Vu le film The Surfer de Lorcan Finnegan (2024) avec Nicolas Cage Julian MacMahon Nicholas Cassim Miranda Tapsell Alexander Bertrand Justin Rosniak Fin Little
(Alors évidement le Rat en nuggets lol Manger le Rat ! Manger le Rat ! Et quelques poissons)
Un père divorcé revient sur la plage d'Australie-Occidentale où il se rendait enfant pour surfer. Il souhaite montrer ses lieux à son fils adolescent et envisage de racheter l'ancienne maison de son grand-père.
Mais les souvenirs et la nostalgie sont gâchés par un groupe de surfeurs dirigé par Scally. Ils leur interdisent l'accès à la fameuse plage et s'amusent à provoquer le père. Bien décidé à ne pas renoncer et à regagner l'estime de son fils, ce dernier va les affronter[
Il y a quelque chose de grésillant, de brûlant, de presque toxique dans The Surfer, comme si l'on posait une bande magnétique au soleil sur un tableau de bord rougi. Ce n’est pas un film "plage", ce n’est pas un film de surf au sens Point Break. C’est un film de sable, de sel, de sang – et de sueur mentale. Lorcan Finnegan, dont on avait déjà repéré l’univers trouble dans Vivarium, orchestre ici une fable crépusculaire et absurde, à mi-chemin entre le western de désert et le film de vengeance psychédélique. Il le fait avec une malice de cinéaste malade, ce genre de types qui filment des mirages en plans fixes.
Nicolas Cage, lui, semble enfin à la bonne température. Cela fait des années qu’il n’est plus dans Hollywood mais autour, gravitant comme un météore punk dans des œuvres où il joue des hommes en dehors de leur axe, cabossés, illuminés, drolatiques. The Surfer est un nouveau clou sur cette croix de comédien iconoclaste. Il y incarne un homme revenu sur la plage de son enfance, en Australie, pour retrouver son fils… et découvre que le "point de surf" où il allait jadis a été privatisé, colonisé par une horde de surfeurs alpha menaçants, qui règnent sur le rivage comme un gang du désert.

========================================================================

▶ Exercice proposé 1
Exprime en CSV à deux colonnes, intitulées « demande » et « réponse », les entrées allant du début de ces entrées jusqu'à la ligne contenant "[[264, 345, 431, 533]]" incluse. Produis une ligne par entrée, chaque champ entre guillemets et les retours à la ligne remplacés par des espaces.

========================================================================

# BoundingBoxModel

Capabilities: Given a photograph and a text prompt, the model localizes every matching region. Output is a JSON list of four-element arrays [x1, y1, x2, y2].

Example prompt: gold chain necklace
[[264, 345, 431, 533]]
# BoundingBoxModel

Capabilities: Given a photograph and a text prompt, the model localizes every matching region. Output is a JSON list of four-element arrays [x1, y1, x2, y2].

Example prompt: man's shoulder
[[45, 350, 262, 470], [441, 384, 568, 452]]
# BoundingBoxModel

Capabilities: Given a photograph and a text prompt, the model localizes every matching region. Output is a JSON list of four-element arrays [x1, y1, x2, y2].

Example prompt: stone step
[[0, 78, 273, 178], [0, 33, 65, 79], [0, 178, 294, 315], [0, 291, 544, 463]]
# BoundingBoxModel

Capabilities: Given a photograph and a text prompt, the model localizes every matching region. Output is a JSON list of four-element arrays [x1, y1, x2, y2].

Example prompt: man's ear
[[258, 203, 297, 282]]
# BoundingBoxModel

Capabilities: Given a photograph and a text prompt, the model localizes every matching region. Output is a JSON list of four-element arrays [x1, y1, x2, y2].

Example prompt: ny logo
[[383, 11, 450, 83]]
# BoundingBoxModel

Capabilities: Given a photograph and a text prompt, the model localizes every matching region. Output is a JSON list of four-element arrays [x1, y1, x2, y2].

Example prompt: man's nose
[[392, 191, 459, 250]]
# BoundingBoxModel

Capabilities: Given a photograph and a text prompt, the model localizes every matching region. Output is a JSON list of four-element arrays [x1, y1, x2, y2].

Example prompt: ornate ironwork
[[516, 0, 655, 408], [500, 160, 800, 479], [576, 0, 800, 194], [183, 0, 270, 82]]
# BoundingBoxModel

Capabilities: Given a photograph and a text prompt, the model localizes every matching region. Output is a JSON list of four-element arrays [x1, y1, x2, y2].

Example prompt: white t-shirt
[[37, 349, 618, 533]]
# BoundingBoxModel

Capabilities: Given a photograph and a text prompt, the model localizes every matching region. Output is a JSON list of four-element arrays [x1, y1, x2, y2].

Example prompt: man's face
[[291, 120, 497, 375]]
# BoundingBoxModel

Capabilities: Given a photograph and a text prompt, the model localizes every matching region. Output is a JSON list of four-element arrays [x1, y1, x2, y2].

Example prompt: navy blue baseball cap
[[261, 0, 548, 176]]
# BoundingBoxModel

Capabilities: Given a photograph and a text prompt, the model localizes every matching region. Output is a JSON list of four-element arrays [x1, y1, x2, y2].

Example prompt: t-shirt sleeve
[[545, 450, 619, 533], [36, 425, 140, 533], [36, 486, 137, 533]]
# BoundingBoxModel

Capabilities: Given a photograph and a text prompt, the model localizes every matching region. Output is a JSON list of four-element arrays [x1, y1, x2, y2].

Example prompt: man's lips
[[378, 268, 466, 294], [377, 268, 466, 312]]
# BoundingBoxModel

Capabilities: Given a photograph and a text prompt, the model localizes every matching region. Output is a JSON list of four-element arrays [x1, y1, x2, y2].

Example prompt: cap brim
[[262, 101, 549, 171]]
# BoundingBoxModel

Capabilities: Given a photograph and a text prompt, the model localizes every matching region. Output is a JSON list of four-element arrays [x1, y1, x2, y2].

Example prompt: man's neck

========================================================================

▶ Exercice proposé 2
Retape mot pour mot l'intégralité de la critique du film The Surfer.

▶ Réponse correcte 1
demande,réponse
"# BoundingBoxModel Capabilities: Given a photograph and a text prompt, the model localizes every matching region. Output is a JSON list of four-element arrays [x1, y1, x2, y2]. Example prompt: gold chain necklace","[[264, 345, 431, 533]]"

▶ Réponse correcte 2
Vu le film The Surfer de Lorcan Finnegan (2024) avec Nicolas Cage Julian MacMahon Nicholas Cassim Miranda Tapsell Alexander Bertrand Justin Rosniak Fin Little
(Alors évidement le Rat en nuggets lol Manger le Rat ! Manger le Rat ! Et quelques poissons)
Un père divorcé revient sur la plage d'Australie-Occidentale où il se rendait enfant pour surfer. Il souhaite montrer ses lieux à son fils adolescent et envisage de racheter l'ancienne maison de son grand-père.
Mais les souvenirs et la nostalgie sont gâchés par un groupe de surfeurs dirigé par Scally. Ils leur interdisent l'accès à la fameuse plage et s'amusent à provoquer le père. Bien décidé à ne pas renoncer et à regagner l'estime de son fils, ce dernier va les affronter[
Il y a quelque chose de grésillant, de brûlant, de presque toxique dans The Surfer, comme si l'on posait une bande magnétique au soleil sur un tableau de bord rougi. Ce n’est pas un film "plage", ce n’est pas un film de surf au sens Point Break. C’est un film de sable, de sel, de sang – et de sueur mentale. Lorcan Finnegan, dont on avait déjà repéré l’univers trouble dans Vivarium, orchestre ici une fable crépusculaire et absurde, à mi-chemin entre le western de désert et le film de vengeance psychédélique. Il le fait avec une malice de cinéaste malade, ce genre de types qui filment des mirages en plans fixes.
Nicolas Cage, lui, semble enfin à la bonne température. Cela fait des années qu’il n’est plus dans Hollywood mais autour, gravitant comme un météore punk dans des œuvres où il joue des hommes en dehors de leur axe, cabossés, illuminés, drolatiques. The Surfer est un nouveau clou sur cette croix de comédien iconoclaste. Il y incarne un homme revenu sur la plage de son enfance, en Australie, pour retrouver son fils… et découvre que le "point de surf" où il allait jadis a été privatisé, colonisé par une horde de surfeurs alpha menaçants, qui règnent sur le rivage comme un gang du désert.